All of the data should be restated word for word, with the pictures omitted.

Excerpts from a dataset
Segment Open

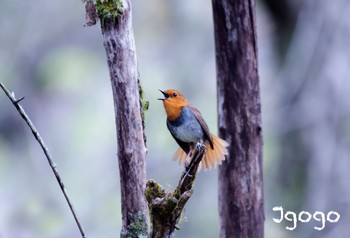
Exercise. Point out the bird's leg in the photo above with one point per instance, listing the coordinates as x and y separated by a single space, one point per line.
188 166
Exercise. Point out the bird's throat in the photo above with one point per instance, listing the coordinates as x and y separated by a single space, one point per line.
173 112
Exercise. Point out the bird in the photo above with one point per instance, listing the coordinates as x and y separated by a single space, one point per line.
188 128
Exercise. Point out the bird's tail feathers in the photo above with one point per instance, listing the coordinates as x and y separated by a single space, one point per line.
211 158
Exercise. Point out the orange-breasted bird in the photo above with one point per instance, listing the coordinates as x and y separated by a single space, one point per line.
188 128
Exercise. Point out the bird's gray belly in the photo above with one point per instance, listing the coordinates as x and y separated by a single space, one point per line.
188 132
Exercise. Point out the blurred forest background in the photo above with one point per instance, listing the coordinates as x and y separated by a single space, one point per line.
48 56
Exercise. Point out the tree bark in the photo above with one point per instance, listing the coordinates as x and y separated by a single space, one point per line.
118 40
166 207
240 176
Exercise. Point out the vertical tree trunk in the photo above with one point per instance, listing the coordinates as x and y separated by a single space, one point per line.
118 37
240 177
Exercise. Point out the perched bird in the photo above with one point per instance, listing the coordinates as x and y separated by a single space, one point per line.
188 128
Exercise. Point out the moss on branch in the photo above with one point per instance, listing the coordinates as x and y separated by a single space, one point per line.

Segment Closed

▸ EXERCISE SOLUTION
Exercise. Point out the bird's leg in the photo above with one point per instance, listing the coordinates as x and y separated by a single space, one point per line.
188 166
Exercise. Point out the bird's throat in the photo above with one point per instance, listing the coordinates as x and y separated by a single space, one point per line.
173 112
Exercise. Point out the bird in the photo above with one point per instance, listing the coordinates as x and y separated by a single space, one point per line.
188 128
Exercise. Point out the bird's tail feathers in the photo above with one point per instance, listing the coordinates as x and y separated by a single space, one point per line.
211 158
Exercise. Point out the orange-breasted bird in the photo above with one point per instance, listing the coordinates as x and y separated by a single space, one point per line.
188 128
Exercise. Point out the bird's gray belly in the photo above with one point per instance, listing the coordinates as x and y separated by a single space, one point per line.
188 132
Exercise. Point out the blurred forest background in the photo above with one point per instance, listing the coordinates as x and y separated by a single space, one point per line.
48 56
Exercise. Point out the tree bark in the photo above with one point per instance, listing the coordinates as x and y separated by a single space, one point per line.
118 40
166 207
240 176
Exercise. Point out the vertical tree trunk in the photo above with one point per instance, listing the coordinates as x and y separated by a single space, one point per line.
118 37
240 177
Exercise. Point out the perched bird in the photo above with one point per instance, listing the coordinates as x and y separated by a single space, one point per line.
188 128
Exercise. Point out the moss on branch in the photo above with one point per instance, listing the coordinates as x and y separated by a single space, one point per line.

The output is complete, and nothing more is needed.